» **AUFGABEN**
a – Prüfen Sie, ob die folgenden Aussagen mit dem Text über den nordkoreanischen Überläufer Ri Il-gyu übereinstimmen: (i) Ri war seit 2019 in Kuba stationiert. (ii) Kim Jong-un hat Südkorea zum feindlichen Staat erklärt. (iii) Die Reporter trafen Ri in Pjöngjang. Antworten Sie jeweils mit Ja oder Nein und zitieren Sie die entscheidenden Worte des Textes wörtlich.
b – Führen Sie den Text über den nordkoreanischen Überläufer Ri Il-gyu im Anschluss an seinen letzten Satz weiter.

» **VORLIEGENDER TEXT**
----------------

Nordkorea-Überläufer: Kim Jong-un hat „Millionen Menschen in die moderne Sklaverei getrieben“

Acht Monate ist das jetzt her. Würde Ri Il-gyu nicht mit Pjöngjang-Akzent sprechen, so schreiben die Journalisten von Chosun Ilbo, man könnte kaum glauben, dass er erst vor Kurzem übergelaufen sei. Mitgenommen in den Süden hat Ri nicht nur seine Art zu reden, sondern auch seinen ganzen Zorn auf das Kim-Regime. Dass Kim Jong-un Unsummen in Nordkoreas Raketen- und Nuklearprogramm stecke, habe „die Wirtschaft des Landes lahmgelegt und 25 Millionen Menschen in die moderne Sklaverei getrieben“, sagt er. Der Stolz auf die vielen erfolgreichen Raketentests, den die Menschen in Nordkorea einst verspürt hätten, sei heute verschwunden.

Die extreme Armut in dem abgeschotteten Land sei auch ein Grund, warum viele Menschen in Nordkorea die Hoffnung auf eine Vereinigung mit dem Süden nicht aufgegeben hätten. „Sowohl Regierungsbeamte als auch Bürger sind der Meinung, dass die Wiedervereinigung die einzige Möglichkeit ist, ihren Kindern eine bessere Zukunft zu sichern.“ Kim Jong-un habe diese Hoffnung aber auf „grausame Weise zunichtegemacht“. Ende vergangenen Jahres hatte Kim Südkorea zum feindlichen Staat erklärt und der Vereinigung mit dem demokratischen Nachbarn eine Absage erteilt.

Überläufer sollte Annäherung zwischen Kuba und Südkorea verhindern

Ri, den die Chosun-Ilbo-Reporter in einem Hotel in Seoul trafen, war dem Zeitungsbericht zufolge seit 1999 im nordkoreanischen Außenministerium tätig und seit 2019 in Kuba stationiert. 2013 sei er von Kim Jong-un für seine Rolle bei Verhandlungen mit Panama gelobt worden, die zur Freilassung eines Schiffes führten, das angeblich verbotene Güter wie Raketen und Teile für Kampfjets geladen hatte. Weniger Erfolg hatte er bei seiner letzten Mission. In Kuba sollte Ri eine Annäherung zwischen der dortigen Regierung und Südkorea verhindern. Vergeblich: Anfang des Jahres verkündeten Seoul und Havanna die Aufnahme diplomatischer Beziehungen an.

Nachprüfen lassen sich die Aussagen von Ri Il-gyu nicht. Am Dienstag bestätige der Geheimdienst in Seoul allerdings, dass es sich bei Ri tatsächlich um einen Überläufer handelt, wohl sogar um den ranghöchsten, seit 2016 ein Diplomat in Großbritannien die Seiten gewechselt hatte.

----------------

» **BEREITGESTELLTES MATERIAL**
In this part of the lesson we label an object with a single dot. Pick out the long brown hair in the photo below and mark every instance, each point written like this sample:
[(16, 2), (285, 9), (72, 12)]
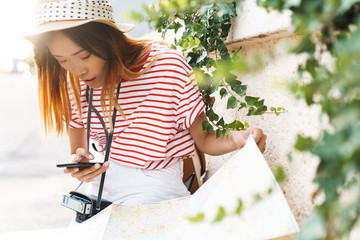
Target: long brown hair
[(122, 54)]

----------------

» **ERWARTETE ERGEBNISSE**
a –
(i) Ja: „seit 2019 in Kuba stationiert“
(ii) Ja: „Ende vergangenen Jahres hatte Kim Südkorea zum feindlichen Staat erklärt“
(iii) Nein: „den die Chosun-Ilbo-Reporter in einem Hotel in Seoul trafen“

b –
Nordkoreas Diktator inspiziert eine Muschelzucht in der Provinz Süd-Hamgyong.
Bootstour mit Kim Jong-un: Nordkoreas Diktator inspiziert eine Muschelzucht in der Provinz Süd-Hamgyong. © KCNA/AFP

Wie krank ist Kim Jong-un? „Blutdruck muss extrem hoch sein“

Einmal habe er Kim Jong-un persönlich getroffen, sagt der Überläufer Ri. „Ich habe mit ihm Tee getrunken. Als Person ist Kim Jong-un ein ganz normaler Mensch.“ Wer ihn aus der Nähe sehe, dem falle allerdings auf, wie rot das Gesicht von Kim sei. „Sein Blutdruck muss extrem hoch sein“, sagt Ri über den übergewichtigen Diktator, der heute 40 Jahre alt ist. Und er erzählt, wie grausam Kim seine Gegner behandle. So sei der damalige Vize-Außenminister Han Song-ryol öffentlich hingerichtet worden, weil man ihn für einen US-Spion hielt. „Diejenigen, die der Hinrichtung beiwohnten, berichteten, dass sie danach mehrere Tage lang nichts essen konnten.“ Nordkoreas einstiger Außenminister Ri Yong-ho sei von Kim wegen angeblicher Korruption in ein Straflager gesteckt worden.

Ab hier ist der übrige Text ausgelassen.